Tasks to complete —
a – Name every potato disease mentioned in the potato wart passage.
b – Print the portion of the potato wart passage that starts with the words containing "Will it work?" and ends with "we can find.".

Passage —

+-------+

If you’re a potato producer who has never laid awake in the middle of the night worrying about potato wart, count yourself lucky. Potato wart strikes justified fear in the bravest among us and at every level of the potato value chain. Anyone who says “It’ll probably never happen here on my farm” need only look to PEI, where 36 fields have been identified as infected in three counties since 2000, leading to major trade disruptions, the destruction of hundreds of millions of kilograms of potatoes, and a still on-going ban on the import of seed potatoes into the U.S.
Potato wart spreads relatively slowly in soil but, left untreated, can eventually cause between 50 and 100 per cent crop loss due to tuber disfigurement. Rotation and quarantine aren’t always effective or practical as the pathogen can lay dormant in soil for a whopping 40 years. Most problematically, there is currently no chemical solution for the soil-borne fungus… at least for now.
The soil fumigant Strike™, built around the active ingredient chloropicrin, has proven impressively effective at suppressing major soil-borne potato diseases including common scab and early die complex. It works on multiple types of soil pathogens, but it’s especially effective against fungi. Could it be the tool we need to tackle the potato wart fungi too? We’re in the process of finding out.
We’re currently conducting Strike soil fumigation trials in potato wart infected fields in Poland, and we’re just getting rolling on laboratory trials this winter. We’re pleased to be working closely with the Polish Potato Federation on the project, with preliminary results hopefully available as soon as fall 2024.
Will it work? That’s the huge question in all of our minds. An old Soviet journal report from the 1950s stated that chloropicrin was effective against potato wart, but that now 75+ year old study is the only prior reference to any kind of formal investigation that we can find.

+-------+

Data under study —
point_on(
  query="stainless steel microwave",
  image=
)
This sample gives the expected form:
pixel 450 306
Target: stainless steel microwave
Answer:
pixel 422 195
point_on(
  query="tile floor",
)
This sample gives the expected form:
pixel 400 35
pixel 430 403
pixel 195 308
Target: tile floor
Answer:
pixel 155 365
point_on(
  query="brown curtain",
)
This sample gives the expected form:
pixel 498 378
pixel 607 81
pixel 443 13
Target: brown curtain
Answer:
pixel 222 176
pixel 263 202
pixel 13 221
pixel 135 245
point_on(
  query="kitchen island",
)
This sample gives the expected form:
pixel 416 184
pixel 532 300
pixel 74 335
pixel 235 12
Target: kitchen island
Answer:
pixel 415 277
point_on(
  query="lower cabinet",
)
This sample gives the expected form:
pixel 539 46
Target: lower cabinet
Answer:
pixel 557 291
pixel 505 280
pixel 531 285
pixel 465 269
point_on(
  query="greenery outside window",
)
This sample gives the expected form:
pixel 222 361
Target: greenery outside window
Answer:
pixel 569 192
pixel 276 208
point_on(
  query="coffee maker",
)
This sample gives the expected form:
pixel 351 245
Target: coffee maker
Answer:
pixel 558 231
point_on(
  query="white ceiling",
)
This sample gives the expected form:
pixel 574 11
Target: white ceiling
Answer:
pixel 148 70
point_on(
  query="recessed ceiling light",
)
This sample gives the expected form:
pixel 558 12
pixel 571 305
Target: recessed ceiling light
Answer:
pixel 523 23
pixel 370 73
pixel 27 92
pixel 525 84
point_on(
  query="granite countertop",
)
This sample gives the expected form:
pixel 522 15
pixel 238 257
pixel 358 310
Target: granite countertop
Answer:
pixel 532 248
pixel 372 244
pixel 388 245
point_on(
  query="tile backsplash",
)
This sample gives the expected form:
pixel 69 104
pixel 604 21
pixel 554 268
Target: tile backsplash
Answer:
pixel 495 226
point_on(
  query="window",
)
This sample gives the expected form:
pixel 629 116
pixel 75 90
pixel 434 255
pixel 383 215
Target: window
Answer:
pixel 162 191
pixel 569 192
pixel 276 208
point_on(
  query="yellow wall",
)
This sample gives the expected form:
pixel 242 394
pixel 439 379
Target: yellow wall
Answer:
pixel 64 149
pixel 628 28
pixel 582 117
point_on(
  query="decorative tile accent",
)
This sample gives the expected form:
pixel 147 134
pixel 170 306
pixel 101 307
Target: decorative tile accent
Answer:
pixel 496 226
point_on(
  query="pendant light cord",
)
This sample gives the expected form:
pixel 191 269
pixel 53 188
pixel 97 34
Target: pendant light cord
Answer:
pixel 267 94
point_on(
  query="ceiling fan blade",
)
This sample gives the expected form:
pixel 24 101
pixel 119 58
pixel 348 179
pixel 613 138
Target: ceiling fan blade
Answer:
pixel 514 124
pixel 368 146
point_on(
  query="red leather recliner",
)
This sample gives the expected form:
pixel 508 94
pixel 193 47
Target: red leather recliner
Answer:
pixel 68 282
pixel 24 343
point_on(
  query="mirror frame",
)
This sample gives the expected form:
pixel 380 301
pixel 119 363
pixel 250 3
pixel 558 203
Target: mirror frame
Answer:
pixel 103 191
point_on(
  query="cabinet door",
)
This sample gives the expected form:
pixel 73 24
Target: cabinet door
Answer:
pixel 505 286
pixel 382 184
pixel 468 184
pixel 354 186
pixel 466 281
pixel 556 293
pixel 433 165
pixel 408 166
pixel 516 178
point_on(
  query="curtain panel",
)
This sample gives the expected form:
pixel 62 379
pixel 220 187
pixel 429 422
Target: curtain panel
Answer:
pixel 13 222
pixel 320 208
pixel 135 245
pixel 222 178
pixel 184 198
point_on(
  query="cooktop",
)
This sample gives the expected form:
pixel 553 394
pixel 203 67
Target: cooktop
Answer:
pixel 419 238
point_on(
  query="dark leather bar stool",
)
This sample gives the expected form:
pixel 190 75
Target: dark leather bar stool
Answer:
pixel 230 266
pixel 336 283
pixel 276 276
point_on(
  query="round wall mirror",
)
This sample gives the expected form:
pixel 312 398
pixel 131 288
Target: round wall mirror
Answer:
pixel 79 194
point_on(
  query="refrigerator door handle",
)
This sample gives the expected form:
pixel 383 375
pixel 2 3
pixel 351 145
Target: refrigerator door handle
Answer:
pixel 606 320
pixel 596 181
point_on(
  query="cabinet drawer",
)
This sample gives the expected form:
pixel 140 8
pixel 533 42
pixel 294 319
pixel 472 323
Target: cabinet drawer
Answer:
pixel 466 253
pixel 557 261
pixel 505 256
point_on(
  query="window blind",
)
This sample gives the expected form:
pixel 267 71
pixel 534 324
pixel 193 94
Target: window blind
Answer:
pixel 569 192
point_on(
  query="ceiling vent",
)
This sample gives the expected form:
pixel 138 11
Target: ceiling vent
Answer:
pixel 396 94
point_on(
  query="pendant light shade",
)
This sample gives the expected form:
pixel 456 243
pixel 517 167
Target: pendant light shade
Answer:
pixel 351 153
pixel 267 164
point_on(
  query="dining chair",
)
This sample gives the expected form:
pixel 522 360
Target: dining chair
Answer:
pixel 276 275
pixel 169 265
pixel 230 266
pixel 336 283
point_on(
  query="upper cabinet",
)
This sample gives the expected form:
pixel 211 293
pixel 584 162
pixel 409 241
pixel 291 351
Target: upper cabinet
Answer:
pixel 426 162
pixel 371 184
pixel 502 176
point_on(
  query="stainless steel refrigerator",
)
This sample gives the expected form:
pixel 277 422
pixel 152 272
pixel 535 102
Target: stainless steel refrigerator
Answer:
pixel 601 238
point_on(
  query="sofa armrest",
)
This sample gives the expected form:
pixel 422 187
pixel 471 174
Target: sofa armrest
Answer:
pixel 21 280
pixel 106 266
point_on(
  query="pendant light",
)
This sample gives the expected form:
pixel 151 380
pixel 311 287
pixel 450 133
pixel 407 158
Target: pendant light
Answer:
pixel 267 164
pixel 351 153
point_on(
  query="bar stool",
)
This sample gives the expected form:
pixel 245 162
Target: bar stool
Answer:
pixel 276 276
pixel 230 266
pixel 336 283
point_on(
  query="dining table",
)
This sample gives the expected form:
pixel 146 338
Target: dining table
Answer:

+-------+

Results —
a – Potato wart, common scab, early die complex

b –
Will it work? That’s the huge question in all of our minds. An old Soviet journal report from the 1950s stated that chloropicrin was effective against potato wart, but that now 75+ year old study is the only prior reference to any kind of formal investigation that we can find.